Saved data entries
----------------
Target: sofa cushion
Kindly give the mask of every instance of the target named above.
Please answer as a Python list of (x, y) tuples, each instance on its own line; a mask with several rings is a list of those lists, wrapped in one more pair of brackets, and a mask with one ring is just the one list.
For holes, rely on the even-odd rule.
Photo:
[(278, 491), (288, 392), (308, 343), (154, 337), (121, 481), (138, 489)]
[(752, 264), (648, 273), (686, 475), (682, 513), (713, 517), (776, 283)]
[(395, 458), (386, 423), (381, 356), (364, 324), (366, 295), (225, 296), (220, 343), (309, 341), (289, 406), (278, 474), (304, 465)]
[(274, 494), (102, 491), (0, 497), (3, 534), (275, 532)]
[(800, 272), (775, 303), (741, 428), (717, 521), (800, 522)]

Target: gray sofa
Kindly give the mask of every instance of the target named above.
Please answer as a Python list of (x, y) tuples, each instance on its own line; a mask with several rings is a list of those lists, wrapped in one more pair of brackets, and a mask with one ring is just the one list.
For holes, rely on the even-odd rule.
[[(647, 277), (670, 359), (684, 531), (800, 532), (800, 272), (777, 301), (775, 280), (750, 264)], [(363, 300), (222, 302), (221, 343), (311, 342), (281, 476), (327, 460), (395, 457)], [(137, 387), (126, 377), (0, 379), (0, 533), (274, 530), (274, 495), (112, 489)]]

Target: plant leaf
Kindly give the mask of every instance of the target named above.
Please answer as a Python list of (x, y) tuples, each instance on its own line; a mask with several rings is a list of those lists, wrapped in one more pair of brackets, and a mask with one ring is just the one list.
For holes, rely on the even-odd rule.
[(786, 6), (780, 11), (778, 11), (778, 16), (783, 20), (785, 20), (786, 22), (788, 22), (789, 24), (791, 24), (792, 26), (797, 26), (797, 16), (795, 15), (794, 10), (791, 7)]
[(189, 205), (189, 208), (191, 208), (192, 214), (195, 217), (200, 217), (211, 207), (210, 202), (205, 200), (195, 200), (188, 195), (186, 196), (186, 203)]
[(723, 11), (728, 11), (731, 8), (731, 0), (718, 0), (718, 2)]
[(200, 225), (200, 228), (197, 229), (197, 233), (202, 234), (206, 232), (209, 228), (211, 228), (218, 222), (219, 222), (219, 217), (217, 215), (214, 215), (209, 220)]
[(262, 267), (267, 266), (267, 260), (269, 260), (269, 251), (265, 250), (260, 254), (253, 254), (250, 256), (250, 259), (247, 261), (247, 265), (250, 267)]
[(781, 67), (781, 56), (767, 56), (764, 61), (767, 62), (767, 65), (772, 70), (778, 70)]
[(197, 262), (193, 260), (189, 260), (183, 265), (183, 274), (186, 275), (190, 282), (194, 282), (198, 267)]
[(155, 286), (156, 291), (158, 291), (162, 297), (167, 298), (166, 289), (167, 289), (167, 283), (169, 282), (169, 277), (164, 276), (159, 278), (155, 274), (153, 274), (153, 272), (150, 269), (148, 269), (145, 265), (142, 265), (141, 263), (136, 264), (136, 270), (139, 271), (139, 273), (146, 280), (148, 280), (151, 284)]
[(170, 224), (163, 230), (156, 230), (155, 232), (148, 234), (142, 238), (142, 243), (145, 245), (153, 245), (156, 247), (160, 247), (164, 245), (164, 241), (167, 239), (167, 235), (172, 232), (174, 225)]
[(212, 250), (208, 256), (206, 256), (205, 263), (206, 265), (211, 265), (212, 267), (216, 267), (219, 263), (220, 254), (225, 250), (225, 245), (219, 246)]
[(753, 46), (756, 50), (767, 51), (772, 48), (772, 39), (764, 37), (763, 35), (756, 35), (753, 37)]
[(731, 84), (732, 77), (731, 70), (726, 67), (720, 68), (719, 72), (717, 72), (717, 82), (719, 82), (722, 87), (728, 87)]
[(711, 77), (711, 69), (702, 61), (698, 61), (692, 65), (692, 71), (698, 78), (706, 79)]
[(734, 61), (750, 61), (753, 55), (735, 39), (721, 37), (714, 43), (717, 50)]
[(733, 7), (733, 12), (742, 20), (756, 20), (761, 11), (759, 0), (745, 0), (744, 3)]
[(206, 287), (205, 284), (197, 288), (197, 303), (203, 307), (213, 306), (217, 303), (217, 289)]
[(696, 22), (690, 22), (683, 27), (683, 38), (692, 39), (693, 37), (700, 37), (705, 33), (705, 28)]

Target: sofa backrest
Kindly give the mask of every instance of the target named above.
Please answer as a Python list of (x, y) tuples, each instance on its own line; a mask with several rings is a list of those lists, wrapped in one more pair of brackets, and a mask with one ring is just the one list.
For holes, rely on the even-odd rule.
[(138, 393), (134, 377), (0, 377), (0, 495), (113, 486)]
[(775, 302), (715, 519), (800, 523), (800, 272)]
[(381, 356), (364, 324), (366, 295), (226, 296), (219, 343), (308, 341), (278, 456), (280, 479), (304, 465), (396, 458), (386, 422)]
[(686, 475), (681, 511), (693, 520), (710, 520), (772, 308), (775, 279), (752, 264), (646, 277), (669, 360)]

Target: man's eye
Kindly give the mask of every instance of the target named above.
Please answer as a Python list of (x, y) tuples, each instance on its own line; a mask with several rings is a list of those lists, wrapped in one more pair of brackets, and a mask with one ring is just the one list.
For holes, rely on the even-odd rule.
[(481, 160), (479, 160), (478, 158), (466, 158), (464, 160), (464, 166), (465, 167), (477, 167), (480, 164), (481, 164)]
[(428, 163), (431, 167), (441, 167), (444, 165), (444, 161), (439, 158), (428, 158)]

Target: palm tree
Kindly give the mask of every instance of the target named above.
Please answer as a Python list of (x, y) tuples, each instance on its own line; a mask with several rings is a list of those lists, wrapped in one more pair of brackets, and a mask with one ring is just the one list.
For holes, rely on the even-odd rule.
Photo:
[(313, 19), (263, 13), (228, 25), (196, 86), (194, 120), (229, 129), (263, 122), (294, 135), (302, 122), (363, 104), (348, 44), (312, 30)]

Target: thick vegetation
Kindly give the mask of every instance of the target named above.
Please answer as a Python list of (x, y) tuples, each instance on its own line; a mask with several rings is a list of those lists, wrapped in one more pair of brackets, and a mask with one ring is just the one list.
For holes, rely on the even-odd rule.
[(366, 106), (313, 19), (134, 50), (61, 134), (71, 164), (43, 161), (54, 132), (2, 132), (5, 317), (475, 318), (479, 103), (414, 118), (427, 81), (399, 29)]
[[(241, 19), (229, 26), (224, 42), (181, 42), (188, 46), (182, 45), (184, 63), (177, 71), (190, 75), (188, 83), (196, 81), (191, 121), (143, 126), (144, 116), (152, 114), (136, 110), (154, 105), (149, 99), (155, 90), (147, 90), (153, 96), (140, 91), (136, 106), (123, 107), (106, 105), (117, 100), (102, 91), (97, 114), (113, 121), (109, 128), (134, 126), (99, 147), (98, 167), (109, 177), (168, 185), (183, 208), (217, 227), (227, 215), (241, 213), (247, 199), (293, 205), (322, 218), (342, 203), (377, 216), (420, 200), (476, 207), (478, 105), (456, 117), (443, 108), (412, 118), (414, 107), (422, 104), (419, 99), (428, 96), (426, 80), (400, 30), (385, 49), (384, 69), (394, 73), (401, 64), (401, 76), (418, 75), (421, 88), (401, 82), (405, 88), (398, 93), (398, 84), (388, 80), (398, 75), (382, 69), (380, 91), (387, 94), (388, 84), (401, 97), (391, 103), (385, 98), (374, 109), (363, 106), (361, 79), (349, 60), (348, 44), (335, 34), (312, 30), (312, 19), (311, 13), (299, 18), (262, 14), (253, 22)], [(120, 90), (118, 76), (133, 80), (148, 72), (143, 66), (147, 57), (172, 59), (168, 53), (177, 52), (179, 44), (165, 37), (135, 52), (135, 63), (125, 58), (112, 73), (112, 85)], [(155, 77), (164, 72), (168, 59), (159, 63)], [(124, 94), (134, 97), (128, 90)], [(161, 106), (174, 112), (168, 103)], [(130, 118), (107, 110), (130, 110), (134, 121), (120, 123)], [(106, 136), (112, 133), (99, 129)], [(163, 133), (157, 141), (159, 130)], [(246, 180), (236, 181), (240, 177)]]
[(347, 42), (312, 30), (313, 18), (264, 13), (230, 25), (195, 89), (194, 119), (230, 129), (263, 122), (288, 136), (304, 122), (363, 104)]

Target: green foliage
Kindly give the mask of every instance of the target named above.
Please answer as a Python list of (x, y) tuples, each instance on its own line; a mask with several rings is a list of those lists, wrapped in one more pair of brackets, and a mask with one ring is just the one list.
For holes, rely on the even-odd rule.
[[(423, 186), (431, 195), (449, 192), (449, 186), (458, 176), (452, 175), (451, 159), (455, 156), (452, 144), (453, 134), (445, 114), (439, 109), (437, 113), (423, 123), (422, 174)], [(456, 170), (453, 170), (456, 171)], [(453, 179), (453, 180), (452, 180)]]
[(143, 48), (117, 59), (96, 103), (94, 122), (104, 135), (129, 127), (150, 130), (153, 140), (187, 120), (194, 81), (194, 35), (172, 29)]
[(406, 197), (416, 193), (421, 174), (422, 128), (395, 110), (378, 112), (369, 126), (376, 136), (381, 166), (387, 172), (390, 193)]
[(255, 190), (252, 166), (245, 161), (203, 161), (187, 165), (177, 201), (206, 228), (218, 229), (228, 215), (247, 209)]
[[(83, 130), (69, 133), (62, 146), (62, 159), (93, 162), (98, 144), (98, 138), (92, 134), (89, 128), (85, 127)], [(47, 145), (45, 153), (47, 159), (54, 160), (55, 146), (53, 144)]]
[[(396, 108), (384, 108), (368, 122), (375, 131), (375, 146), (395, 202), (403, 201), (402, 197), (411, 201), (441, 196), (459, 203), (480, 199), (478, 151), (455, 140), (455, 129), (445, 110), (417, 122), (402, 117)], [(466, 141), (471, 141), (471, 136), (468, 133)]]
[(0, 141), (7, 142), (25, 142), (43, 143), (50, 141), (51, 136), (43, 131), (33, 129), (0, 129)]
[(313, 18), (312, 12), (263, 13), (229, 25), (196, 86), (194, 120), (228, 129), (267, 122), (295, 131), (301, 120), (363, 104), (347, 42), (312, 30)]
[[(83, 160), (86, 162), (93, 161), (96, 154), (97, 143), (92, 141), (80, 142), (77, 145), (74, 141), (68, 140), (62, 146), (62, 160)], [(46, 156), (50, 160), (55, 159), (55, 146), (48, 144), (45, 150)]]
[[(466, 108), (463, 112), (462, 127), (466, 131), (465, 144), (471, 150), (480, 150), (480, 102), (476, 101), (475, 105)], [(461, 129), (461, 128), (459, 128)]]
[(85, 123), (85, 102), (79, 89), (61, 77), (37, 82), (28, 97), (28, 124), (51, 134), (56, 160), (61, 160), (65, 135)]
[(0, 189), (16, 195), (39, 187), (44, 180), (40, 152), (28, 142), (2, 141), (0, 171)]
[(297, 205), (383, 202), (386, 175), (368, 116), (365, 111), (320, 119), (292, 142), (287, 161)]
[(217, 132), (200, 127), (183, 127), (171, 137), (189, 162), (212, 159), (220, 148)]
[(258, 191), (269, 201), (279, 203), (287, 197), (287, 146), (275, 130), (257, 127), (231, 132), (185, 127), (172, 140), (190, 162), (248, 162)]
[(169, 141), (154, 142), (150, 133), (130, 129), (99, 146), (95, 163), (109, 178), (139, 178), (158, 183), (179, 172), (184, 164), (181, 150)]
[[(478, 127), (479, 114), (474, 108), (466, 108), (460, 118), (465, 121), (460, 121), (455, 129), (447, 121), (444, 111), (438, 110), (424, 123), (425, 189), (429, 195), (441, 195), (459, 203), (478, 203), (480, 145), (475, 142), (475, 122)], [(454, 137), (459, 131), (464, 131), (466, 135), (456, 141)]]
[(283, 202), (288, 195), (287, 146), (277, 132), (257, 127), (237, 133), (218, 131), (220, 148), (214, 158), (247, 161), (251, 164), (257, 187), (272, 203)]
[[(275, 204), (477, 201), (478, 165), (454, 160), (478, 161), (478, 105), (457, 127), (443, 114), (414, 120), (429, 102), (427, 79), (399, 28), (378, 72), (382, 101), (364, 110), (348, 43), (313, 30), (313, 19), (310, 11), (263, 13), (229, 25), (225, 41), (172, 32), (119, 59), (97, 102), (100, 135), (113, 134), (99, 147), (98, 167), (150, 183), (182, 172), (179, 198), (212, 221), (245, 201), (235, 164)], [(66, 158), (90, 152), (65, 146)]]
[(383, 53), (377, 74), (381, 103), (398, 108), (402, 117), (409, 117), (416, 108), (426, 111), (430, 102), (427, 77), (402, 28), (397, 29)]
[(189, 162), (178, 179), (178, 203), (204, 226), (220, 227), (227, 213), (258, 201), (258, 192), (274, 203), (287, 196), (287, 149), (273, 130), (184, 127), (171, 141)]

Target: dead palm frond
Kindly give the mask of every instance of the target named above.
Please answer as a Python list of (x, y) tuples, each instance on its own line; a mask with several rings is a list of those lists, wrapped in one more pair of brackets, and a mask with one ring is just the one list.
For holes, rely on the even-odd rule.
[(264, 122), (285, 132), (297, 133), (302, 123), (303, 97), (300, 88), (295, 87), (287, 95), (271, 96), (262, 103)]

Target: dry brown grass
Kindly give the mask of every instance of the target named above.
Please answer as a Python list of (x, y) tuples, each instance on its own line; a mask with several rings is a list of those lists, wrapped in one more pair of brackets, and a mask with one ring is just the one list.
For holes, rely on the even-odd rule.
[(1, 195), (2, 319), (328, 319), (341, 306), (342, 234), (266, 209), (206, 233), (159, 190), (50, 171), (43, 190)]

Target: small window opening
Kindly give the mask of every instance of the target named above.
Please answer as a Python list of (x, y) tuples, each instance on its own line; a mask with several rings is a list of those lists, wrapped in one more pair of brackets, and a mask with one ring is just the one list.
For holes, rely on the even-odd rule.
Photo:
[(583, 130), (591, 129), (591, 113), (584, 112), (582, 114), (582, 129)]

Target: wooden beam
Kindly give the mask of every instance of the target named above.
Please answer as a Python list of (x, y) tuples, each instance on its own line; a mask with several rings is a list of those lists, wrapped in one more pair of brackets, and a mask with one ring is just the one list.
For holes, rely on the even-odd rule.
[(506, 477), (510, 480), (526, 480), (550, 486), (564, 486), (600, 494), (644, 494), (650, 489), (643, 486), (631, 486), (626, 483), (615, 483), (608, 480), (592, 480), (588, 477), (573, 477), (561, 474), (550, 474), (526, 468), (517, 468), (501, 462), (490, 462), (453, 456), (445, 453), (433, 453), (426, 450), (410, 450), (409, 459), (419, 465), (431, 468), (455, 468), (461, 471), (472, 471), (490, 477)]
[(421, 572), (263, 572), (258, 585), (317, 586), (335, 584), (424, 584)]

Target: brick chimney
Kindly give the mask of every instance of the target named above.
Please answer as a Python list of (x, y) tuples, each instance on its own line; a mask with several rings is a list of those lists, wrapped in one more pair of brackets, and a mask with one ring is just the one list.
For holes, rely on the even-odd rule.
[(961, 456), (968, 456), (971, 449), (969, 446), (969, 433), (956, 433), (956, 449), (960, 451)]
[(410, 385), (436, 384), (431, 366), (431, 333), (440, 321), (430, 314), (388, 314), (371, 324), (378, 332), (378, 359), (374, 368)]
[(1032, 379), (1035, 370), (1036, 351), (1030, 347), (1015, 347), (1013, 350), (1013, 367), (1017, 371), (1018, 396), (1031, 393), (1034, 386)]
----------------
Show the lines above that include "sofa".

Target: sofa cushion
Target: gray sofa
Target: sofa backrest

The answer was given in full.